___ Extract to read

Here's an example of a backreference in this format. Say that the location is $123 and the length nybble is $4 (meaning 7 bytes). Then, these are stored as the 16-bit value $2314. If you want a C++ example:
Code: Select all
// "location" ranges from 0x000 to 0xFFF
// "length" ranges from 3-18
byte[0] = location & 0xFF;
byte[1] = ((location >> 4) & 0xF0) | (length - 3);
Here's an example. The EA Sports logo that appears at the very beginning of the game has its graphics stored starting at $1069B4 in ROM, which are then decompressed to $5380 in VRAM.
The first bytes are 00 00 1A 00, which means we will be decompressing something that is 6,656 bytes long.
The first byte is $51, so that's our bitfield. In binary, that's 01010001. There will be a byte, 3 backreferences, a byte, a backreference, another byte, and another backreference.
FF | EE FF | 00 0F | 12 0F | F7 | 22 04 | 71 | 13 0D
Here's the breakdown.
- The first byte is FF.
- The next 2 bytes are a backreference. With EE FF, that means the location to copy from is $FEE and the length is $F, or 18 bytes. Since the only byte written so far is $FF, that means that byte will be copied to $FEF-$FFF, and then $000. All these 19 bytes contain $FF.
- Another backreference, this time 00 0F, so the location is $000 and the length is 18 bytes. The result is now that bytes $001-$012 are all $FF.
- Even another backreference, with bytes 12 0F. The location is $012 and the length is 18 bytes. Bytes $013-$024 are all $FF.
- Next is an uncompressed byte, $F7. $025 is now $F7.

______

- _Directives_:
1. Copy out everything in the decompression walkthrough from "- The next 2" down to "bytes contain $FF.".
2. Using the decompression walkthrough, explain how we know that the EA Sports logo data will decompress to 6,656 bytes.
3. Carry on the walkthrough of decompressing the EA Sports logo from the point where it stops.

___ Data

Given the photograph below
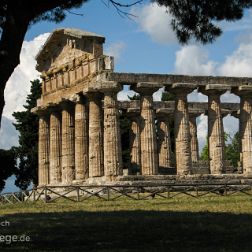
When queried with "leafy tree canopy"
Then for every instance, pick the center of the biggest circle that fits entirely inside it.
(198, 18)
(27, 152)
(8, 165)
(232, 151)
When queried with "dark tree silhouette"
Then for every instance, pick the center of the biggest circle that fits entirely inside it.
(27, 151)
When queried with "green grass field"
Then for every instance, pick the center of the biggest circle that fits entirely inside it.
(210, 223)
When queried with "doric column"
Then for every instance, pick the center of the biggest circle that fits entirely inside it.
(216, 143)
(43, 150)
(112, 137)
(96, 165)
(149, 157)
(181, 127)
(135, 143)
(68, 171)
(81, 139)
(55, 148)
(164, 141)
(245, 93)
(236, 114)
(194, 138)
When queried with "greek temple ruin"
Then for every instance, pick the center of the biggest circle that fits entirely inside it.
(79, 126)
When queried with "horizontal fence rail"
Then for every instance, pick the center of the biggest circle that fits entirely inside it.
(81, 193)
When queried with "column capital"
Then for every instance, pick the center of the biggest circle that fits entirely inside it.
(146, 88)
(133, 114)
(94, 95)
(236, 114)
(180, 89)
(215, 89)
(243, 90)
(103, 87)
(78, 98)
(163, 114)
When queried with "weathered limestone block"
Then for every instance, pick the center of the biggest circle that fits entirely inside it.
(55, 149)
(135, 144)
(216, 143)
(96, 164)
(43, 151)
(68, 171)
(164, 142)
(112, 137)
(181, 127)
(194, 138)
(81, 140)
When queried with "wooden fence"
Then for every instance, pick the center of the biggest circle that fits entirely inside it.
(135, 192)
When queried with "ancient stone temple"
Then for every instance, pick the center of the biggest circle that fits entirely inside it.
(79, 127)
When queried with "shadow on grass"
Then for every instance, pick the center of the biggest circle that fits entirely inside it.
(130, 231)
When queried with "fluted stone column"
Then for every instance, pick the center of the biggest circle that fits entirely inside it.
(112, 137)
(55, 148)
(236, 114)
(216, 143)
(181, 127)
(96, 164)
(43, 151)
(68, 171)
(81, 139)
(149, 156)
(245, 93)
(135, 143)
(194, 138)
(164, 142)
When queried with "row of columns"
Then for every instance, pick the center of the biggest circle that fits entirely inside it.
(91, 145)
(75, 144)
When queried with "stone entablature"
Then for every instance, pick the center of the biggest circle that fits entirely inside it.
(79, 129)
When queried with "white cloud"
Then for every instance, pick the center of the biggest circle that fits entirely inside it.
(155, 21)
(240, 61)
(8, 134)
(193, 60)
(115, 49)
(18, 86)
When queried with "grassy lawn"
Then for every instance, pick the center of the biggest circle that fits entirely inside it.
(210, 223)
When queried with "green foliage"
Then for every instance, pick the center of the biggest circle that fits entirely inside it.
(197, 19)
(27, 152)
(8, 165)
(232, 151)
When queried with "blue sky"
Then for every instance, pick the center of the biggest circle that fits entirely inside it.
(145, 43)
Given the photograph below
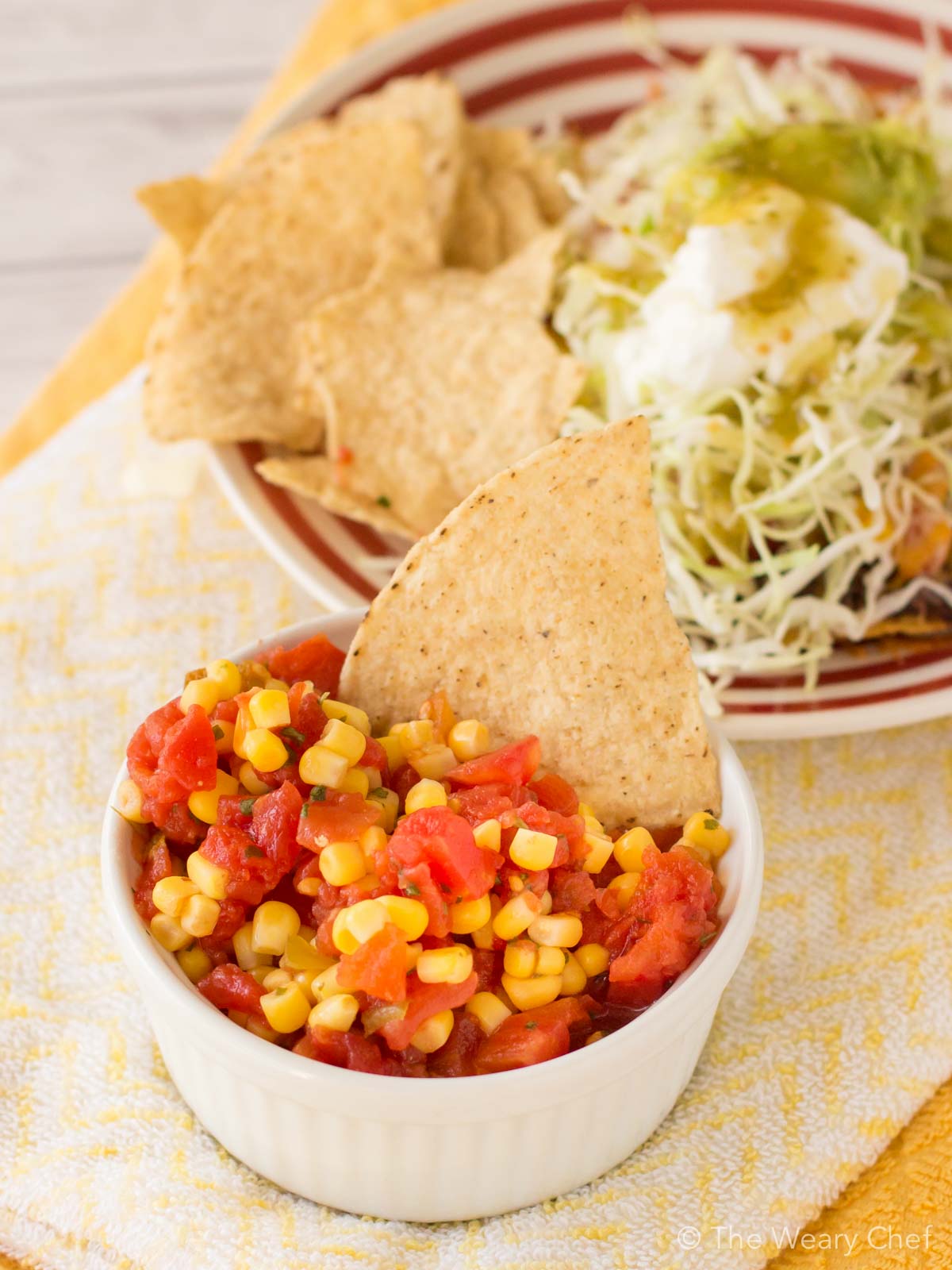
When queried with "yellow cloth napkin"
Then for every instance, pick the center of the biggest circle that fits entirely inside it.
(93, 633)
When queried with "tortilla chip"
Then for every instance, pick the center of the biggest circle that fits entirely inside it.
(324, 209)
(183, 207)
(433, 384)
(539, 606)
(433, 105)
(508, 194)
(315, 476)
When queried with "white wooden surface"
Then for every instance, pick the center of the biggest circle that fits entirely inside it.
(95, 98)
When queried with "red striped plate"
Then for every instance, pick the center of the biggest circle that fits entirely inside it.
(530, 61)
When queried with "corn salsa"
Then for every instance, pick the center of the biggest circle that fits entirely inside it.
(424, 903)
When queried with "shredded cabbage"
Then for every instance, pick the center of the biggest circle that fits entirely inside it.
(780, 505)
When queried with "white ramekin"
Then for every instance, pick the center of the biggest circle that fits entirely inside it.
(433, 1151)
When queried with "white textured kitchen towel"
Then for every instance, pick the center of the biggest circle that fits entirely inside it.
(835, 1029)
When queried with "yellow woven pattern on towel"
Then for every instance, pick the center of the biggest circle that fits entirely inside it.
(835, 1029)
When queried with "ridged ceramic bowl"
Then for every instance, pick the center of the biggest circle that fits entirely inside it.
(435, 1149)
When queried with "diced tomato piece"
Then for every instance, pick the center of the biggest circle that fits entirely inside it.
(178, 825)
(315, 660)
(423, 1001)
(520, 1041)
(274, 822)
(459, 1056)
(376, 756)
(378, 967)
(158, 865)
(514, 765)
(555, 794)
(573, 891)
(443, 841)
(251, 873)
(230, 988)
(336, 818)
(488, 802)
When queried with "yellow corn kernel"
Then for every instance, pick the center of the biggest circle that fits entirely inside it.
(359, 924)
(276, 978)
(372, 841)
(336, 1013)
(486, 937)
(355, 781)
(574, 977)
(393, 749)
(520, 959)
(300, 954)
(129, 803)
(351, 715)
(444, 965)
(626, 886)
(171, 895)
(258, 1029)
(433, 1034)
(343, 738)
(530, 994)
(168, 933)
(433, 762)
(516, 916)
(532, 850)
(423, 794)
(251, 781)
(342, 863)
(598, 852)
(321, 766)
(389, 803)
(550, 959)
(489, 835)
(203, 804)
(194, 963)
(408, 914)
(211, 879)
(200, 916)
(286, 1009)
(628, 850)
(200, 692)
(271, 709)
(325, 983)
(469, 740)
(272, 926)
(470, 916)
(226, 676)
(593, 959)
(556, 930)
(266, 751)
(708, 832)
(245, 952)
(224, 733)
(488, 1010)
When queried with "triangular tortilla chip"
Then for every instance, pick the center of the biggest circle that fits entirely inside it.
(508, 192)
(324, 209)
(432, 384)
(317, 476)
(539, 606)
(435, 106)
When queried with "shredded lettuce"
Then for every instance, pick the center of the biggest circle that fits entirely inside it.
(780, 506)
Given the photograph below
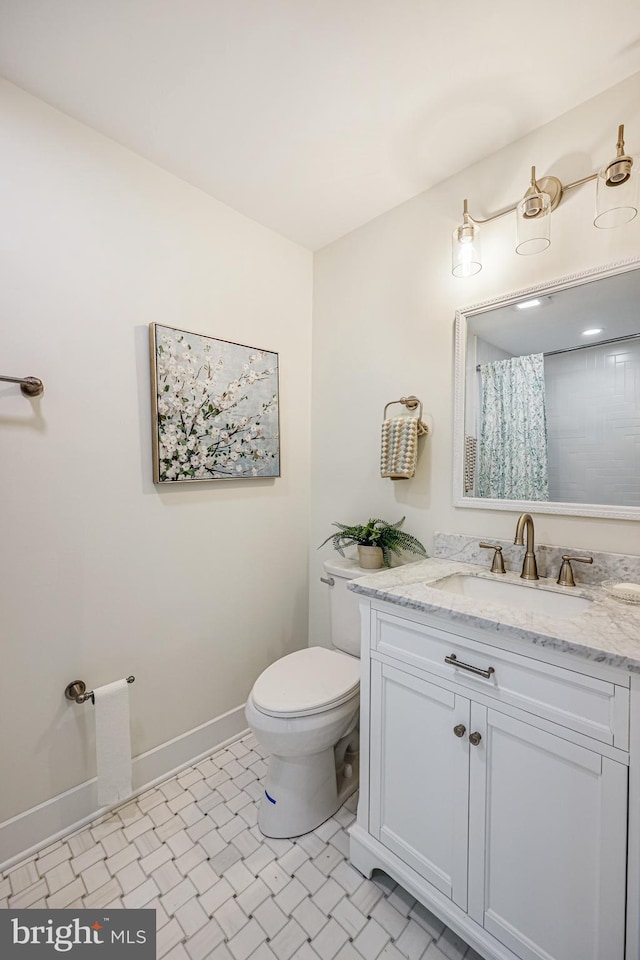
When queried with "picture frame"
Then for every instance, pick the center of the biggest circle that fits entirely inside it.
(215, 408)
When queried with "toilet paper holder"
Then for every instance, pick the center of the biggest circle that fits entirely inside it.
(77, 690)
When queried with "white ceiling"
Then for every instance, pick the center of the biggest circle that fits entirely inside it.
(314, 116)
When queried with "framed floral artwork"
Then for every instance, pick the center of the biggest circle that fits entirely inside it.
(214, 408)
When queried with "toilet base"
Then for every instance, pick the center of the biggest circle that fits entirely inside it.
(302, 792)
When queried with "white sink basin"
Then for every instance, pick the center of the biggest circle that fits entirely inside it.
(516, 596)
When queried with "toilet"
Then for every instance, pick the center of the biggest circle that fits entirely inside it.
(304, 710)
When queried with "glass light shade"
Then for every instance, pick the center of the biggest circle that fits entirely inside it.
(466, 250)
(616, 193)
(533, 223)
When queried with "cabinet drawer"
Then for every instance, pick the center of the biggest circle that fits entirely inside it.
(595, 708)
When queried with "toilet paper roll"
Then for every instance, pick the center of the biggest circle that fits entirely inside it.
(113, 742)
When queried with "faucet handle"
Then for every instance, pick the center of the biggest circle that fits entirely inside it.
(498, 563)
(565, 577)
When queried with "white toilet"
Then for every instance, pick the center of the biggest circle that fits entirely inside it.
(304, 710)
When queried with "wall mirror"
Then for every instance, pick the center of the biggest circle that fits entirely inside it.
(547, 398)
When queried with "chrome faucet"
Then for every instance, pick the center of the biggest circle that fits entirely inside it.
(529, 565)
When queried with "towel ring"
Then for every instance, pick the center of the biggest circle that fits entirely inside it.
(410, 403)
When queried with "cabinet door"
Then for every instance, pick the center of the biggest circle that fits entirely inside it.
(547, 848)
(419, 798)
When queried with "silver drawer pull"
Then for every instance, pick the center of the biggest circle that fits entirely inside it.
(453, 660)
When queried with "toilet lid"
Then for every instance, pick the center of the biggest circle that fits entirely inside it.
(306, 682)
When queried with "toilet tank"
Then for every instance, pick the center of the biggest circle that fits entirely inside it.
(345, 607)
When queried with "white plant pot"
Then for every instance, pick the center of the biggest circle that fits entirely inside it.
(370, 558)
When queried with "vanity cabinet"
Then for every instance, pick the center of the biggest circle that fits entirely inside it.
(498, 797)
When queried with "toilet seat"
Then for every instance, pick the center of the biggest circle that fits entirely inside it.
(306, 682)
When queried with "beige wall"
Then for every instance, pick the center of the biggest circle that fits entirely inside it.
(196, 588)
(384, 307)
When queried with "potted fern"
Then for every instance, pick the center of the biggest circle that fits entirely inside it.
(377, 540)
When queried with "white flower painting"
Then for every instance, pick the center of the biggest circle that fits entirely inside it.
(215, 408)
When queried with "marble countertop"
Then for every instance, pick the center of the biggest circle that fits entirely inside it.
(608, 632)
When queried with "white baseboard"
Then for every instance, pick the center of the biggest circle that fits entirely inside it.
(23, 835)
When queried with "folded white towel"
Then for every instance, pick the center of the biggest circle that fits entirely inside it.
(399, 447)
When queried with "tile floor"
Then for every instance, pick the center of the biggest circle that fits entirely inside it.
(191, 849)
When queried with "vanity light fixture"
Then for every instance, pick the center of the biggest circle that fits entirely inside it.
(527, 304)
(616, 203)
(466, 247)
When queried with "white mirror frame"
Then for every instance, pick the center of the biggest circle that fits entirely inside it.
(538, 506)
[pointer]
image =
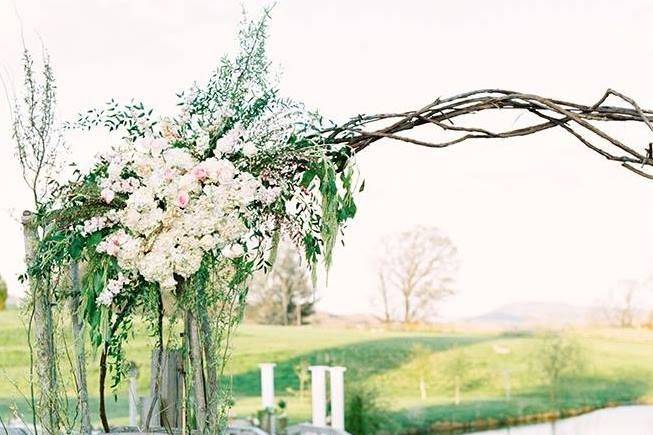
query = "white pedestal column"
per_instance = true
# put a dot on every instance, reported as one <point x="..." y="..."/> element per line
<point x="267" y="385"/>
<point x="337" y="397"/>
<point x="318" y="394"/>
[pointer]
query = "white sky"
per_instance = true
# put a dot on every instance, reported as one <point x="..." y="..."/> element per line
<point x="538" y="218"/>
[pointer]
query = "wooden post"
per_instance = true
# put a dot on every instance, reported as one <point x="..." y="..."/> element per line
<point x="171" y="388"/>
<point x="133" y="395"/>
<point x="80" y="352"/>
<point x="197" y="369"/>
<point x="43" y="334"/>
<point x="167" y="411"/>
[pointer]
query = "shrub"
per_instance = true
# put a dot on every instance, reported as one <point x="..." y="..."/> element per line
<point x="364" y="412"/>
<point x="3" y="294"/>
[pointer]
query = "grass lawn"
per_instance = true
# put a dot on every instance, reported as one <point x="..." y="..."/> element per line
<point x="618" y="369"/>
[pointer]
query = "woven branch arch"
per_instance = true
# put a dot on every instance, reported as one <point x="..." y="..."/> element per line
<point x="584" y="122"/>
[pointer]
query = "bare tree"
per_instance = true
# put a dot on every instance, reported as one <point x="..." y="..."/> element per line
<point x="625" y="308"/>
<point x="416" y="271"/>
<point x="284" y="296"/>
<point x="38" y="139"/>
<point x="557" y="356"/>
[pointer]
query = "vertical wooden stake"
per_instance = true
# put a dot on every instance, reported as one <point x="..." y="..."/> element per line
<point x="80" y="352"/>
<point x="197" y="369"/>
<point x="43" y="333"/>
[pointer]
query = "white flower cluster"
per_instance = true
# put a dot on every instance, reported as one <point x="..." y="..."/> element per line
<point x="174" y="208"/>
<point x="113" y="288"/>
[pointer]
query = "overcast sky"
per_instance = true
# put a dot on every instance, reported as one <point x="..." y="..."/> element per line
<point x="535" y="219"/>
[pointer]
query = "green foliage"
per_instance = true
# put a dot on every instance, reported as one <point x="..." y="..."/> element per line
<point x="3" y="294"/>
<point x="558" y="355"/>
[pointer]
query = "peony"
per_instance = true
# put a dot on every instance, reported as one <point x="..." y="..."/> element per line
<point x="249" y="149"/>
<point x="226" y="171"/>
<point x="207" y="242"/>
<point x="179" y="158"/>
<point x="232" y="251"/>
<point x="107" y="195"/>
<point x="182" y="199"/>
<point x="202" y="141"/>
<point x="199" y="172"/>
<point x="148" y="144"/>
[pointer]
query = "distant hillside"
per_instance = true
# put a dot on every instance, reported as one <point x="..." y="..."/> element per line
<point x="530" y="314"/>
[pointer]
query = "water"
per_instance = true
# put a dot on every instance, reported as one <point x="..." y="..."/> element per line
<point x="624" y="420"/>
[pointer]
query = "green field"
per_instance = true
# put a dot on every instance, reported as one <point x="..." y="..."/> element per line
<point x="618" y="369"/>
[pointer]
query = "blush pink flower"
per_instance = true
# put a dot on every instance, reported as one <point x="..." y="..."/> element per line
<point x="107" y="195"/>
<point x="169" y="174"/>
<point x="182" y="199"/>
<point x="200" y="172"/>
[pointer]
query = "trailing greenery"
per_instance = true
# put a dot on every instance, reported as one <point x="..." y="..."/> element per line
<point x="171" y="224"/>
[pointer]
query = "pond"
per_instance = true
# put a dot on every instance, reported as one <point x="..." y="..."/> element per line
<point x="623" y="420"/>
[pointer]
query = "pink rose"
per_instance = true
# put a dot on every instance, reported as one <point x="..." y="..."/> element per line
<point x="182" y="199"/>
<point x="107" y="195"/>
<point x="200" y="173"/>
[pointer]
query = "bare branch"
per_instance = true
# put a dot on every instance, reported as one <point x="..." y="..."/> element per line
<point x="585" y="122"/>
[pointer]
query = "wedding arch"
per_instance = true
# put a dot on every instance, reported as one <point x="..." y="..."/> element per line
<point x="169" y="224"/>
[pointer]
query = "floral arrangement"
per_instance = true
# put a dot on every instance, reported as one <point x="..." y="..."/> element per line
<point x="176" y="217"/>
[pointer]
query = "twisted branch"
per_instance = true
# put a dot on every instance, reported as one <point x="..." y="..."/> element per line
<point x="585" y="123"/>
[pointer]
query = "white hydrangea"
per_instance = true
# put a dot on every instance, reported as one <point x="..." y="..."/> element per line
<point x="176" y="208"/>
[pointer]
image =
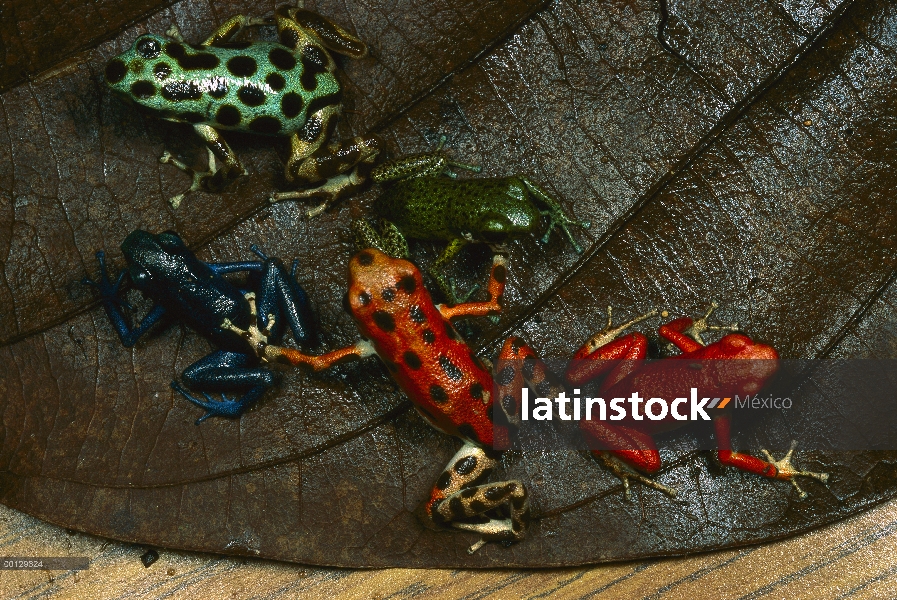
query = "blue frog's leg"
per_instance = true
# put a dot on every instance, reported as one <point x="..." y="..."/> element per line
<point x="225" y="372"/>
<point x="279" y="294"/>
<point x="237" y="267"/>
<point x="112" y="304"/>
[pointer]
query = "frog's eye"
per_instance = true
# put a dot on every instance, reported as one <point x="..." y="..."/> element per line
<point x="148" y="47"/>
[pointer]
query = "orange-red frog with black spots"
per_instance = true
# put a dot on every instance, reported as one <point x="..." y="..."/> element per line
<point x="448" y="384"/>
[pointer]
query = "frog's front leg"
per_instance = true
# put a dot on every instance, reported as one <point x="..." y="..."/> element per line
<point x="343" y="167"/>
<point x="495" y="290"/>
<point x="112" y="304"/>
<point x="455" y="502"/>
<point x="225" y="372"/>
<point x="213" y="179"/>
<point x="436" y="270"/>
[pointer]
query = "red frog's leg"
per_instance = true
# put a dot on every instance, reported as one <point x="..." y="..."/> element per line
<point x="618" y="447"/>
<point x="685" y="334"/>
<point x="458" y="499"/>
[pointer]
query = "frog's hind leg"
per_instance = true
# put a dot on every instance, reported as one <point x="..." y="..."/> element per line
<point x="343" y="167"/>
<point x="214" y="179"/>
<point x="281" y="295"/>
<point x="429" y="164"/>
<point x="497" y="511"/>
<point x="782" y="469"/>
<point x="299" y="28"/>
<point x="554" y="212"/>
<point x="227" y="30"/>
<point x="225" y="372"/>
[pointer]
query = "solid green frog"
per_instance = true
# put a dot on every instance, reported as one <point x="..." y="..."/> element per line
<point x="279" y="89"/>
<point x="423" y="198"/>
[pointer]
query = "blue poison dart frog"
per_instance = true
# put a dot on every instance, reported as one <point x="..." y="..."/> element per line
<point x="286" y="88"/>
<point x="452" y="389"/>
<point x="423" y="198"/>
<point x="239" y="322"/>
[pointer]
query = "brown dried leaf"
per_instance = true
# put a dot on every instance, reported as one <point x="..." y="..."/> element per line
<point x="749" y="157"/>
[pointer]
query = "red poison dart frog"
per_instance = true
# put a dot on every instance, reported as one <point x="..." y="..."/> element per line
<point x="733" y="365"/>
<point x="448" y="384"/>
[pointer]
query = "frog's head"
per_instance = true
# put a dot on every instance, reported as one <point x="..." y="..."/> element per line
<point x="377" y="281"/>
<point x="153" y="258"/>
<point x="137" y="73"/>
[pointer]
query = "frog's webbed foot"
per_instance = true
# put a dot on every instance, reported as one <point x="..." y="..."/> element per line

______

- _Responses_:
1.
- The next 2 bytes are a backreference. With EE FF, that means the location to copy from is $FEE and the length is $F, or 18 bytes. Since the only byte written so far is $FF, that means that byte will be copied to $FEF-$FFF, and then $000. All these 19 bytes contain $FF.

2. The compressed data for the logo starts with the bytes 00 00 1A 00. The walkthrough reads these first bytes as the length of the decompressed result, which is 6,656 bytes.

3.
- A backreference coming next. The bytes are 22 04, so the location is $022 and the length is $4, or 7 bytes. The bytes written since $022 are FF FF FF F7, so this sequence will be written. But when the length isn't enough to cover all the bytes backreferenced, the sequence just repeats. Therefore, $026-$02C will contain FF FF FF F7 FF FF FF.
- Another uncompressed byte, this time a $71, so $02D is now 71.
- Last bit in the bitfield. It's a backreference, with bytes 13 0D. That means the location is $013 and the length is $D, or 16 bytes. All that was written to $013-$022 were FF bytes, so that means 16 $FF bytes are written to $02E-$03D.
And here's the result for bytes $000-$03D of the buffer:
Code: Select all
FF FF FF FF FF FF FF FF FF FF FF FF FF FF FF FF
FF FF FF FF FF FF FF FF FF FF FF FF FF FF FF FF
FF FF FF FF FF F7 FF FF FF F7 FF FF FF 71 FF FF
FF FF FF FF FF FF FF FF FF FF FF FF FF FF
$FEE-$FFF also has all $FF bytes written. Then, the pattern continues until all 6,656 bytes have been written to VRAM, at which point decompression stops.